▶ Goals:
a) In the page excerpt on cross-border data flows, how many connected things does the GSMA predict worldwide by 2025?
b) Reproduce the page excerpt on cross-border data flows from "Fully half of" to "reaching 25 billion.".

▶ Page excerpt:
————

Fully half of all global trade in services now depend on access to cross-border data flows. M2M connections alone are forecasted to reach 1 billion by 2020, representing 10% of all mobile connections. Additionally, the GSMA predicts that the number of connected things will increase more than threefold worldwide between 2017 and 2025, reaching 25 billion.
The free flow of data benefits not only companies in the technology and digital sectors but also those in traditional industries like banking, retail and healthcare and the growing e-commerce sector. In fact, almost all industries depend on the ability to move data across borders or analyse it in real-time as a fundamental enabler of their supply chains, operations, value propositions, and business models.
51 percent of US firms which operated under the U.S.-EU Safe Harbor Agreement did so in order to process data on European employees, while about 75 percent of the value added by data flows on the Internet accrues to “traditional” industries, especially via increases in global growth. The trend is all the more important for developing economies, whose industrial bases are more heavily reliant on traditional industries. In countries like Bangladesh and India which have huge agriculture sectors, farmers depend on the mobile Internet to receive real-time data on everything from the latest market prices to weather forecasts, and also connect with local and foreign customers.

————

▶ Data excerpts:
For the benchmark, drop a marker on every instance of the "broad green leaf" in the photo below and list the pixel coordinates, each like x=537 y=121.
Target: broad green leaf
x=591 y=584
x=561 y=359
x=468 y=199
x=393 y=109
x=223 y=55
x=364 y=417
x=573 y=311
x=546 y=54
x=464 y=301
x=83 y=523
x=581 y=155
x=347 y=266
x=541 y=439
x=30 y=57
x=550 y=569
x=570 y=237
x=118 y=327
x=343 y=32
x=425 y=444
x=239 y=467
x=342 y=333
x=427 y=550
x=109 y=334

————

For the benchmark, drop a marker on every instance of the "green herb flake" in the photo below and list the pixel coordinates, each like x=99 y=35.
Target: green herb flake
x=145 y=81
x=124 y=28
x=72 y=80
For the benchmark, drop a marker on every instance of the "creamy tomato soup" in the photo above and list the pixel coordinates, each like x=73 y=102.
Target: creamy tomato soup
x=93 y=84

————

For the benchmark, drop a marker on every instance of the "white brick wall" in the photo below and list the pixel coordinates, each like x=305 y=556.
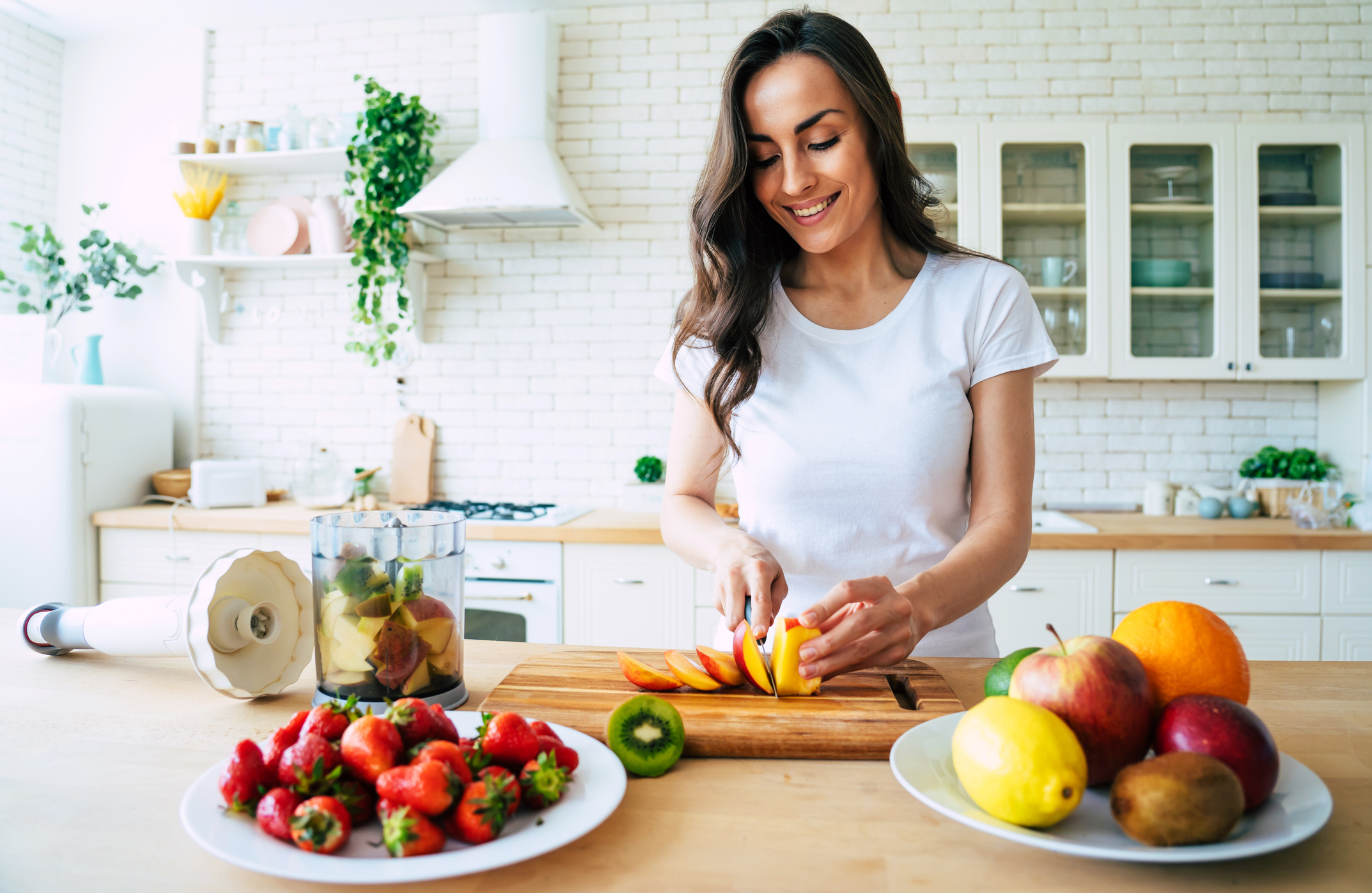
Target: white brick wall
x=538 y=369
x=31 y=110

————

▶ Results of the tasks:
a) 25 billion.

b)
Fully half of all global trade in services now depend on access to cross-border data flows. M2M connections alone are forecasted to reach 1 billion by 2020, representing 10% of all mobile connections. Additionally, the GSMA predicts that the number of connected things will increase more than threefold worldwide between 2017 and 2025, reaching 25 billion.